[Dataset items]
--*--
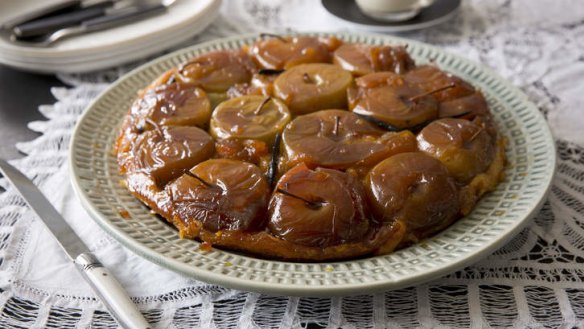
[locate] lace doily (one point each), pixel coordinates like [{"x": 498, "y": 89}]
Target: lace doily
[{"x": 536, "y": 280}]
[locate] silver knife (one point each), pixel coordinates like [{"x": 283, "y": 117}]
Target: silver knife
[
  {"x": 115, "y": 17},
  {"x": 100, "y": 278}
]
--*--
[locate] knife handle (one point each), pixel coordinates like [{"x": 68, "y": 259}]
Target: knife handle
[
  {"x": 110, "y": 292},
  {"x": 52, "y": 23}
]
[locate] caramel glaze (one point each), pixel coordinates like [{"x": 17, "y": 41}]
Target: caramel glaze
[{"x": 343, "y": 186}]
--*--
= TASK DIRECTIONS =
From the material above, pick out and copy every line that contains the word "knife".

= FULL SOLUTION =
[locate] silver knife (one point each), pixel coordinates like [{"x": 283, "y": 117}]
Target: silver knife
[locate] knife handle (one point each), pixel coordinates like [{"x": 68, "y": 259}]
Target: knife handle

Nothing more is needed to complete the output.